TEXT FOR ANALYSIS Start Marker

SWAT teams were waiting Monday for the surrender of a man who had barricaded himself in a Sylmar home after a Los Angeles police officer was shot in the face.
[Updated at 10:07 a.m.: Officers fired tear gas into the home about 9:45 a.m., but the suspect has not responded.]
Dozens of officers were surrounding the home in the 13600 block of Dronfield Avenue, hoping the shooting suspect would give himself up, said Lt. Any Neiman, a Los Angeles Police Department spokesman.
Officers detected movement inside the home around 9 a.m. but the armed man refused to answer his house or cellphone as officers attempted to make contact, Neiman said.
[Updated at 10:35 a.m. The suspect was seen inside the house after the tear gas was deployed. Several rounds were fired at the officers from the home and the officers returned fire, Neiman said. No officers were hit. It was unknown if the suspect was hit.
Officers at the time were not trying to enter the house. The suspect was seen moving upstairs and downstairs in the house after the exchange of gunfire. Police were firing a more intense type of tear gas called "hot gas" into the house in an attempt to force him out.]
The suspect is described as a 50-year-old man who lives in the two-story, single-family home with his wife and two dogs. Police were called to assist the wife around 10:30 p.m. Sunday.
They found the woman with cuts and bruises at a neighbor's home and saw her husband driving up and down the gated neighborhood looking for her, Neiman said.
When the man went home, police assembled outside the residence and were shot at from inside the home, he said. Veteran LAPD officer Steven Jenkins was struck in the shoulder and jaw, and was transported to a nearby hospital for surgery.
He is in stable condition and is expected to survive, the police spokesman said. Jenkins, a 22-year-veteran of the LAPD and a canine officer, was joined at the hospital by his wife, who is a police sergeant, and son, who is a police officer, authorities said. Police have evacuated neighbors from around the suspect's residence and are keeping media two blocks away. Dozens of uniformed and plain-clothed officers surrounded the scene while news helicopters swirled overhead.
The neighborhood is a mixture of '50s-era ranch style homes and the newer single-family homes inside a gated community where the suspect lives.
"This could be a very long process,'' Neiman said.

TEXT FOR ANALYSIS End Marker
DATA RECORDS Start Marker

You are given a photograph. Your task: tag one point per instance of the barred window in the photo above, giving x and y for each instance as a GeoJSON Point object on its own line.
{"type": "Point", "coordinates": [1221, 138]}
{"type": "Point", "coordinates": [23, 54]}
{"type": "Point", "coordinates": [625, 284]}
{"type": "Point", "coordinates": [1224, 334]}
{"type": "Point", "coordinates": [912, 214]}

DATA RECORDS End Marker

* REQUIRED ACTIONS
#1 According to the report on the Sylmar standoff, around what time on Sunday were police called to assist the suspect's wife?
#2 Swap "tear gas" for "smoke canisters" and give the part of the Sylmar standoff report that opens with "[Updated at 10:07" and closes with "Police Department spokesman.".

* ANSWERS TO THE EXERCISE
#1 Police were called around 10:30 p.m. Sunday.

#2
[Updated at 10:07 a.m.: Officers fired smoke canisters into the home about 9:45 a.m., but the suspect has not responded.]
Dozens of officers were surrounding the home in the 13600 block of Dronfield Avenue, hoping the shooting suspect would give himself up, said Lt. Any Neiman, a Los Angeles Police Department spokesman.